**Exercise description**. Report every line from the material that contains the word "neck".

*** Data shown ***

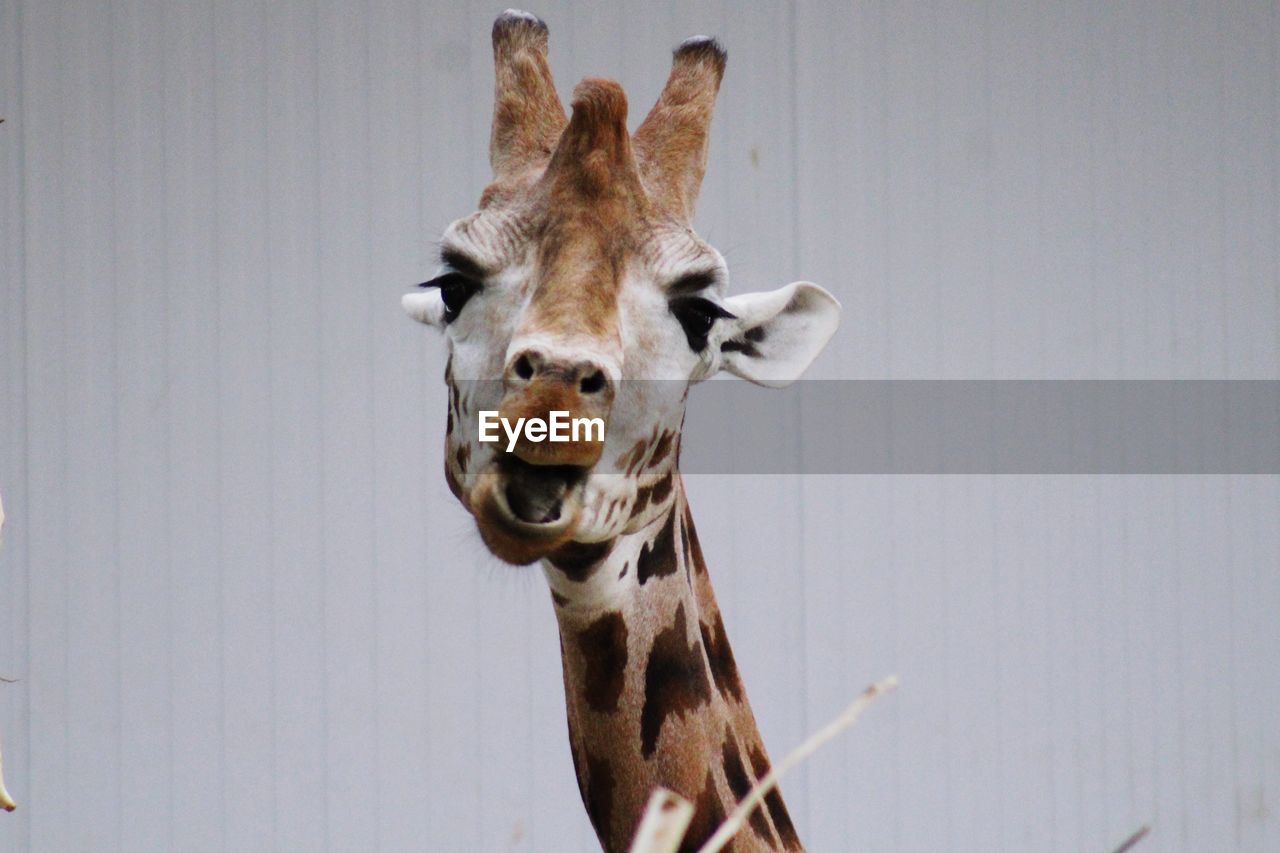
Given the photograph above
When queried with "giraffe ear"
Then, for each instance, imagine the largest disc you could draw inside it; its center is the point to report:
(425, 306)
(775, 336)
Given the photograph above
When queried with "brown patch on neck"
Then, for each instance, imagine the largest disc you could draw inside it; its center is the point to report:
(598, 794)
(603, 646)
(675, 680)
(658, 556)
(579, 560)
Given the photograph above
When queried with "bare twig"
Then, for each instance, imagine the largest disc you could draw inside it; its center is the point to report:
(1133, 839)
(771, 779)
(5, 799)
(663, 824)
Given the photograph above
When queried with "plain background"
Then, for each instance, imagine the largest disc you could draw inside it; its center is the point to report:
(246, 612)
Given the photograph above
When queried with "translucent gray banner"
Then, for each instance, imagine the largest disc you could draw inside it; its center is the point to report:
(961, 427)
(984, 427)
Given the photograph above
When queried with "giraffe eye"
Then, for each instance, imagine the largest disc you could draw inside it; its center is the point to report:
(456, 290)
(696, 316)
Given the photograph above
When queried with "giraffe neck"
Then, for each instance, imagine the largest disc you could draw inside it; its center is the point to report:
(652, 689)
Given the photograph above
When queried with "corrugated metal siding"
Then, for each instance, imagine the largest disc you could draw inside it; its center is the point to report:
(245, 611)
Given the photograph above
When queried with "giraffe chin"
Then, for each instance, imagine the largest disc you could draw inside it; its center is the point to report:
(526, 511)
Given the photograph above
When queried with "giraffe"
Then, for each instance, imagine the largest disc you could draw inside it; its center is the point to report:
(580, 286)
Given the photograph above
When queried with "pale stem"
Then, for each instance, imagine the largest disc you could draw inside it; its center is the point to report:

*** End of Data shown ***

**Result of this task**.
When queried with "brown patch on neck"
When queried with "giraffe neck"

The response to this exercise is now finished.